----- Dataset records

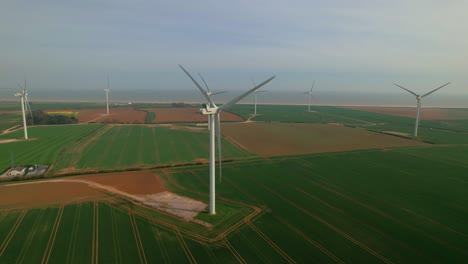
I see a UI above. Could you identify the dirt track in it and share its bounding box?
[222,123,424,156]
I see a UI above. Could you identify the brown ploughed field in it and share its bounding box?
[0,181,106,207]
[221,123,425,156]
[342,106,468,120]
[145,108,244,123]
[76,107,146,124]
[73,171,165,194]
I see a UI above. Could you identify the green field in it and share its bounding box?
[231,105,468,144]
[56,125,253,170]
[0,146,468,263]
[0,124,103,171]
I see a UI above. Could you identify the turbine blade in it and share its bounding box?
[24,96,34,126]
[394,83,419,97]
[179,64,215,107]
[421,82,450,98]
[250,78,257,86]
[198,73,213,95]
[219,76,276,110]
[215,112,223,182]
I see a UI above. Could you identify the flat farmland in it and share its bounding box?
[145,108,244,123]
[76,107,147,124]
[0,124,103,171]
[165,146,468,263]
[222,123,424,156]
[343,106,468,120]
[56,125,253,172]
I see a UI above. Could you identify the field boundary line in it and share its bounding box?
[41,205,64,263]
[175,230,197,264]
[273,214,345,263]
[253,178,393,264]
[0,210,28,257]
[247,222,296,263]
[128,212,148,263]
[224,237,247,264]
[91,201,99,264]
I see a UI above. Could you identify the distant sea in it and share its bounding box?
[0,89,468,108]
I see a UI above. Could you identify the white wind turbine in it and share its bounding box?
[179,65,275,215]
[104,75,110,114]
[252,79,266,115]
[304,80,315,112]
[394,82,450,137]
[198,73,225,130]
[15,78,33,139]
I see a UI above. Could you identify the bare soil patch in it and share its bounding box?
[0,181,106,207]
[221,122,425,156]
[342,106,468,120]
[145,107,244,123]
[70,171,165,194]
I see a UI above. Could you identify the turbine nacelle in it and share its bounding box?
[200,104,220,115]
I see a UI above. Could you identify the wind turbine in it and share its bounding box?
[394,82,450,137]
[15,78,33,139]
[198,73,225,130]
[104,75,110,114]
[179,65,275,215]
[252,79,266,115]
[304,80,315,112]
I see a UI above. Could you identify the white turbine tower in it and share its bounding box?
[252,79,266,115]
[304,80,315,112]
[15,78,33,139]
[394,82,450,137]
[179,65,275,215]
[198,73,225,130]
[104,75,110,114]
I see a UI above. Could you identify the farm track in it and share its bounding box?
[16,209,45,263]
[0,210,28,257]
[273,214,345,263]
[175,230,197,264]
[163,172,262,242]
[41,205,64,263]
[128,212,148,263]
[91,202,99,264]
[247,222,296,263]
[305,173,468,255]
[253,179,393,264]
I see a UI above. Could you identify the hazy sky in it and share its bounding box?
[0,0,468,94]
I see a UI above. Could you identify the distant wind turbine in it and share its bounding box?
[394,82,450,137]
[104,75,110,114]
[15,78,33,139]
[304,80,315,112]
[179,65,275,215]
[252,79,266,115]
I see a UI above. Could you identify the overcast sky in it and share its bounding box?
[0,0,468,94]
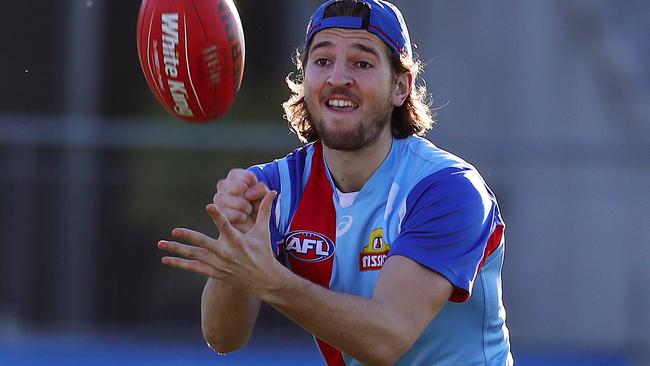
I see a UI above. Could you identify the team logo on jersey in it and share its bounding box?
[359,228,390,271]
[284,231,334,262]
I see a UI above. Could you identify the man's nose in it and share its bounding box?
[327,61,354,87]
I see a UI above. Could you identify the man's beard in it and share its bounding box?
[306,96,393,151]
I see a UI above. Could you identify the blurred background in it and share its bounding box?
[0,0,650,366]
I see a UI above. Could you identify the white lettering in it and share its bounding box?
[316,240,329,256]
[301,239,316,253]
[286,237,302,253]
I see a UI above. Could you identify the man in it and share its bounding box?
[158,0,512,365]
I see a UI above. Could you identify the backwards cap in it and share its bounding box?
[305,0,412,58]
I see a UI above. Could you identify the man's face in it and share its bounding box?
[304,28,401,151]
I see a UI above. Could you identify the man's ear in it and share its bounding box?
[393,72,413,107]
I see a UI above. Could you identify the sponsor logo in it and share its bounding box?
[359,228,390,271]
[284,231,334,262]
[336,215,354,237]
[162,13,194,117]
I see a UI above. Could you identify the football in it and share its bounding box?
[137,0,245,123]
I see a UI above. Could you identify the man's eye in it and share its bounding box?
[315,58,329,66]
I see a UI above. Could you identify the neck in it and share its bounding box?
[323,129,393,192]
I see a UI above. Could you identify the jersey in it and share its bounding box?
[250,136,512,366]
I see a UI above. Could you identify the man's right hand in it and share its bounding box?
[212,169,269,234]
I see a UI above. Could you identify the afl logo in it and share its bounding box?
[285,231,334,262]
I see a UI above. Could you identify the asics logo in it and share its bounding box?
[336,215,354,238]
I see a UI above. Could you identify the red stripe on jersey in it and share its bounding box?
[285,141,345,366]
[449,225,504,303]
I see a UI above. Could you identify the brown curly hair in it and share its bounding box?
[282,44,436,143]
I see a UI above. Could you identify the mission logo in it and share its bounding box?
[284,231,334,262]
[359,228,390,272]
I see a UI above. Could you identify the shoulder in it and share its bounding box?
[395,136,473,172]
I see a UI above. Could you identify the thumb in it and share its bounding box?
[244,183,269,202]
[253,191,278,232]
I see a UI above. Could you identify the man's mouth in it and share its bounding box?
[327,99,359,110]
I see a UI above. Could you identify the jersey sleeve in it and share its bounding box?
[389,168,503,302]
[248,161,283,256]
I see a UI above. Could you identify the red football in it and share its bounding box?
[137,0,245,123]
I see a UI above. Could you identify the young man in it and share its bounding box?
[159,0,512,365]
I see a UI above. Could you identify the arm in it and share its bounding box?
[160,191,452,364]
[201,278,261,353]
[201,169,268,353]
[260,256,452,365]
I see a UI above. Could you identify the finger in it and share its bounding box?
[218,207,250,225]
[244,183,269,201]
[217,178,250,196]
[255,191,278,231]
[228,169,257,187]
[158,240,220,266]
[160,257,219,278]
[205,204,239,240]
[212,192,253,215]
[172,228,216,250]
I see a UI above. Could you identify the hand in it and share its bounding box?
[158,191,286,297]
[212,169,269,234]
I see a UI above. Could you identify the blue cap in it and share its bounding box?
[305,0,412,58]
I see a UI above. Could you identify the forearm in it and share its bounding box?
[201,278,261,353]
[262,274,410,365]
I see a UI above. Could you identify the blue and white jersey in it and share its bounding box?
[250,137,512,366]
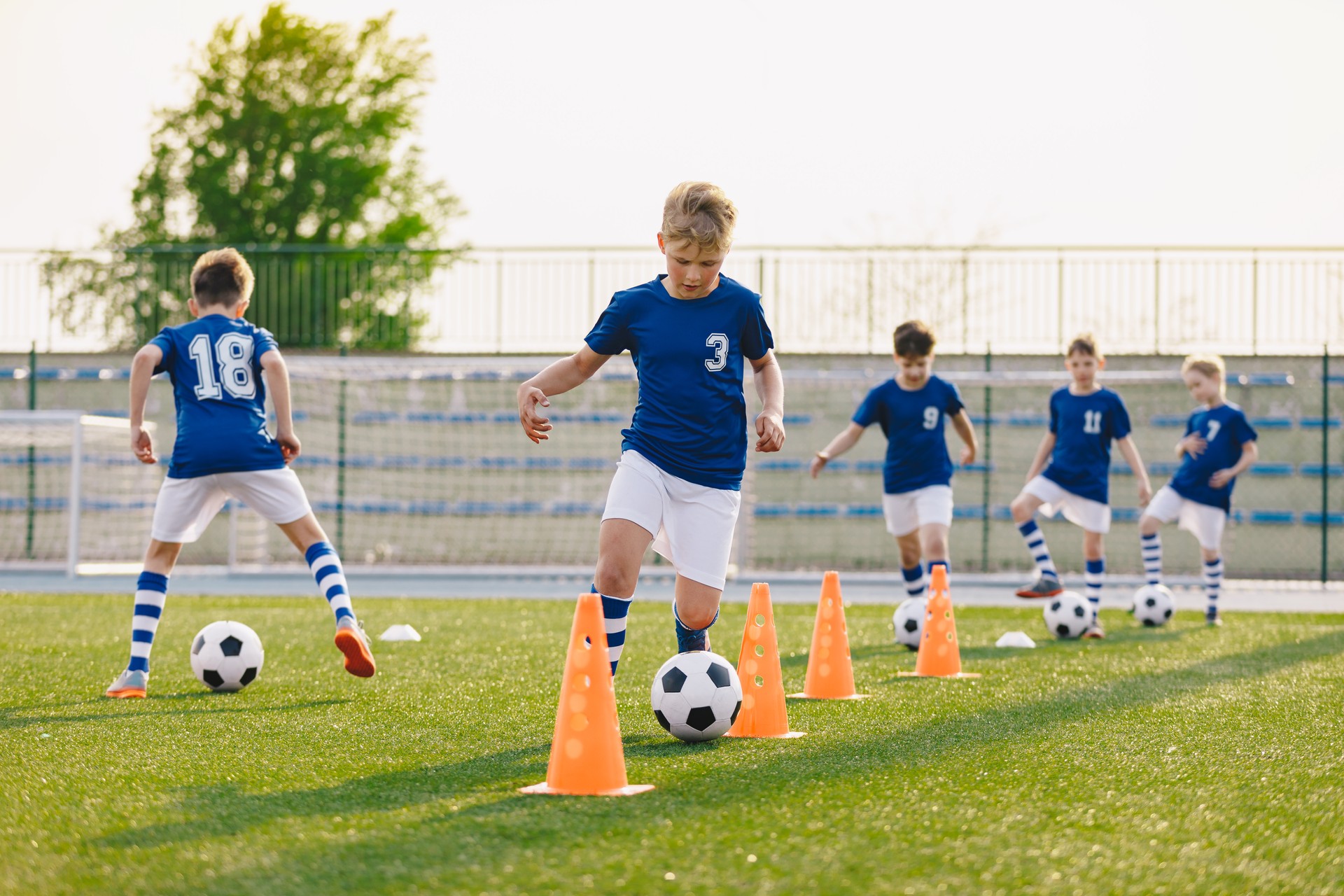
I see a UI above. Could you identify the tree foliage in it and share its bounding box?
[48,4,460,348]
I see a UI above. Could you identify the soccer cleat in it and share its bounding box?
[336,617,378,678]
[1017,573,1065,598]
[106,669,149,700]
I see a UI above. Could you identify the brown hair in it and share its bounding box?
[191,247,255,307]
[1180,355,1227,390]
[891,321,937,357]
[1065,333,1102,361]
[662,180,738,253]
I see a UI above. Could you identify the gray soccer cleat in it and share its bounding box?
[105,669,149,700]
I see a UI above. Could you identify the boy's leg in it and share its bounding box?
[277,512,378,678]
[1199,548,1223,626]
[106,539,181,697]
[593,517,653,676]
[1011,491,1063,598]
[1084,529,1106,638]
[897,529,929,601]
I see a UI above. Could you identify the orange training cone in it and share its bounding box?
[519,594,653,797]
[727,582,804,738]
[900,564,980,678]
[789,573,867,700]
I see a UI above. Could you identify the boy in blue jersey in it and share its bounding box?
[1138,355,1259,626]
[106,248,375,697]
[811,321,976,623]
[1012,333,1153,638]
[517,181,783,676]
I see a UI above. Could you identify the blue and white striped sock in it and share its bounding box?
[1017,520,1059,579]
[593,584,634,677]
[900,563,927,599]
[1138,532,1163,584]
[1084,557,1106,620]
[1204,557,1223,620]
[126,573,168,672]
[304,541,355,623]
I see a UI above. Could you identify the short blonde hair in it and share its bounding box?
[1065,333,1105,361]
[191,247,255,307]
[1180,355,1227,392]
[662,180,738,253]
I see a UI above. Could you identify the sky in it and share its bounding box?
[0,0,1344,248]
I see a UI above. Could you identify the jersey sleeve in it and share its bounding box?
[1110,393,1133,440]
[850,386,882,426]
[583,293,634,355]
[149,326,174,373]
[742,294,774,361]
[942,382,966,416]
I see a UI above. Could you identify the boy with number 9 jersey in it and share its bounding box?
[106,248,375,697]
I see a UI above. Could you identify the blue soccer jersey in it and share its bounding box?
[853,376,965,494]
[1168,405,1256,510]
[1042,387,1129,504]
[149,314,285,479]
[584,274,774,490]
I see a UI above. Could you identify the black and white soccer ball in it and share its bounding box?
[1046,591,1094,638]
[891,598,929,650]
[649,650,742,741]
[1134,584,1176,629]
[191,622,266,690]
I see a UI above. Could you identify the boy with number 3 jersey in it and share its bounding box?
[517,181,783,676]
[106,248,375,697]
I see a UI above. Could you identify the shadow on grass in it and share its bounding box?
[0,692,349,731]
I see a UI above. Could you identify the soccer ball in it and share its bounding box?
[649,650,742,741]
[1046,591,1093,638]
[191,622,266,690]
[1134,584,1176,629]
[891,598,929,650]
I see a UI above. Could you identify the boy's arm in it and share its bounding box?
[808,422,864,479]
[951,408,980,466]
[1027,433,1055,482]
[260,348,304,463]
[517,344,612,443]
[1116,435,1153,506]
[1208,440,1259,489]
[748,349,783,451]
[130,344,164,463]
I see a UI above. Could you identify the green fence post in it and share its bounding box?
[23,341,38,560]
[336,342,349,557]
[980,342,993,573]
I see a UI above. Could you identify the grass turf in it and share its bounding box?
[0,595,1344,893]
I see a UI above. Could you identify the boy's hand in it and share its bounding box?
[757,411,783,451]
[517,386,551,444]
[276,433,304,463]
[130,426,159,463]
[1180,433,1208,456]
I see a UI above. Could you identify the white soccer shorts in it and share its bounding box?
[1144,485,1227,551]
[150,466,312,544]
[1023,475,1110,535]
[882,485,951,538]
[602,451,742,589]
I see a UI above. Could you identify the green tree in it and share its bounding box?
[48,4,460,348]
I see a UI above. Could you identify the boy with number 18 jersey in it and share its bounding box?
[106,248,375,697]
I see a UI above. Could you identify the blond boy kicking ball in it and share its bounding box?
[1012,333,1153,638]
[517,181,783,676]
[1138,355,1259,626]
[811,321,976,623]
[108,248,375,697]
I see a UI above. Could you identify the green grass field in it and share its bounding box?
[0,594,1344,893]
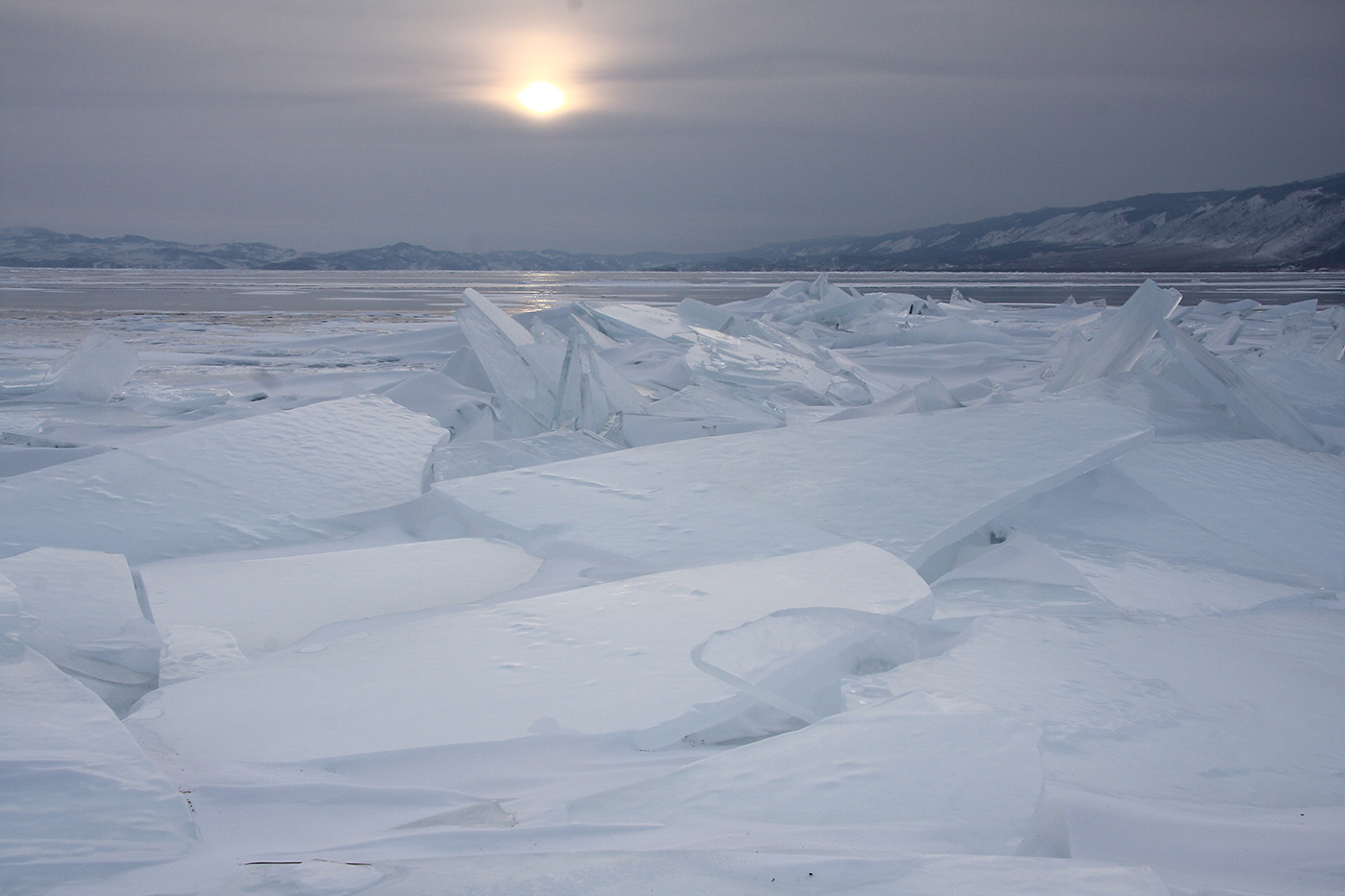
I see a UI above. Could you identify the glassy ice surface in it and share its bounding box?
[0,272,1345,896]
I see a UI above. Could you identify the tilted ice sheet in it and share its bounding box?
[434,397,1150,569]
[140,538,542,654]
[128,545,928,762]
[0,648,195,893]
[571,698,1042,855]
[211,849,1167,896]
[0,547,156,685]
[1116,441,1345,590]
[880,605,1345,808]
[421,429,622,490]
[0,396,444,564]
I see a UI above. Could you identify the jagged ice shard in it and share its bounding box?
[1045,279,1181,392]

----------

### Problem to work on
Rewrite the listing from the line containing "I see a UI above. Could you identify the red football" through the line containing "[159,0,512,365]", both included, as a numbered list with blank lines omitted.

### Final answer
1. I see a UI above. Could you identify the red football in it and share its bounding box?
2. [137,0,245,123]
3. I see a UI above. Could you identify the young man in it and share its bounding box?
4. [159,0,512,365]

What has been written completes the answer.